Source excerpt:
--

The experiment was conducted at the schools between November 2021 and January 2022 for the period of one lesson, which usually lasts 45 min. In those cases, where a lesson was timetabled to last longer than 45 min, the time difference was evened out by allocating more time to the personal introduction of the instructor and to the concluding part of the lesson, taking place after the experiment, without more information or more detailed instructions being given. Prior to the experiment, we had retrieved informed written consent from the participants and their parents to take part in this experiment. The participants’ data were anonymized using individual codes known only to the participants themselves, which stayed identical throughout all three test phases. After a short greeting the instructor explained the goal of the study and the procedure of the experiment. He handed out the pretest questionnaires, which the students completed without further assistance. The instructor collected the questionnaires and asked the students to gather at one end of the classroom. He then called each student by name and handed out the material according to the previously randomized list, allocating them to one of the two groups, together with the posttest questionnaire. This procedure meant a small break for the participants and a moment to relax after having taken the pretest. The instructor assigned students to seats on either side of the room so that the experimental and the control group were spatially separated to ensure independence of the groups. When everybody was seated the students started to work with the material and filled out the questionnaires without any further assistance. At the end, the students turned in the questionnaires, together with the learning material. One week later, we conducted a follow-up test.

--

Entries supplied:
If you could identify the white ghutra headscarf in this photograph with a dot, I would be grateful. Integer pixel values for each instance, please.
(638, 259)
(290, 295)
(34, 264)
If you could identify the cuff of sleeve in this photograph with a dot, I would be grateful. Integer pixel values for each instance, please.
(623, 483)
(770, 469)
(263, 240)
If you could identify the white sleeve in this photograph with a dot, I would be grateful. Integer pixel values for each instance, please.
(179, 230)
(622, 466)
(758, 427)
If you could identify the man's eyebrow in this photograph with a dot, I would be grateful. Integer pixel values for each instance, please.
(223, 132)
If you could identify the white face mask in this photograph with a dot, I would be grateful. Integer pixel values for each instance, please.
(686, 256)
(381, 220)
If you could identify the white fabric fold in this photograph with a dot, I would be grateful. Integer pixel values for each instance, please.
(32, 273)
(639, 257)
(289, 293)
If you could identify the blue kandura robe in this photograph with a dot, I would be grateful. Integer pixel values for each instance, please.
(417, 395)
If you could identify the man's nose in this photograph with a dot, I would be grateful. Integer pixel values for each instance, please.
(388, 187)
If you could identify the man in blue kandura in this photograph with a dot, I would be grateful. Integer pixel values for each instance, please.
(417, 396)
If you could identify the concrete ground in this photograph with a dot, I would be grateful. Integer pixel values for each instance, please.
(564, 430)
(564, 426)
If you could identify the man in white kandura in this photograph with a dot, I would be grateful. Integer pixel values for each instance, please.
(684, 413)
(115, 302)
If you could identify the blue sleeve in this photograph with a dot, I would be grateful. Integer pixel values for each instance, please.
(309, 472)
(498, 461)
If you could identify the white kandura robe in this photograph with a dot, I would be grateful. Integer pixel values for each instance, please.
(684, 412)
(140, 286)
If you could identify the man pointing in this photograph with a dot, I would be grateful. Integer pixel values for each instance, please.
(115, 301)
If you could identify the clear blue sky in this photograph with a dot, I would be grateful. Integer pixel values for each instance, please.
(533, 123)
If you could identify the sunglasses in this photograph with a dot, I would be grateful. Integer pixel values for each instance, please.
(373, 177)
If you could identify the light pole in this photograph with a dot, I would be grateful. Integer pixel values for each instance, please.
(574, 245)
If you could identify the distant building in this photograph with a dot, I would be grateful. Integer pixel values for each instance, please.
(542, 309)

--

Short exercise: Pick up the account of the classroom experiment after its last sentence and continue it.

Response:
This procedure ensured that no external influences could be made accountable for differences between the two groups in the pre- and posttests, because no time was spent outside the controlled space of the classroom between reading and answering the questions. There was no change of teaching method or personnel, and very limited instructions, so that all participants were facing the same conditions. The follow-up test is not as reliable, as the possibility of informal exchange among the students existed. However, we instructed the school teachers not to discuss the material or related topics during the week leading up to the follow-up test.

We did, however, observe a fairly high degree of carelessness and insufficient effort while answering the questions. Students repeatedly interrupted their work or asked questions concerning grades. Although sanctions or rewards can effectively curb this kind of behavior (Gibson and Bowling 2020), for ethical reasons we did not apply any, because, after all, participation was voluntary.

Closure

After the completion of the follow-up test in the lesson a week after the experiment, the instructor handed out the comics to all participants. He conducted a lesson using the comic for an intensive discussion of the material and its content.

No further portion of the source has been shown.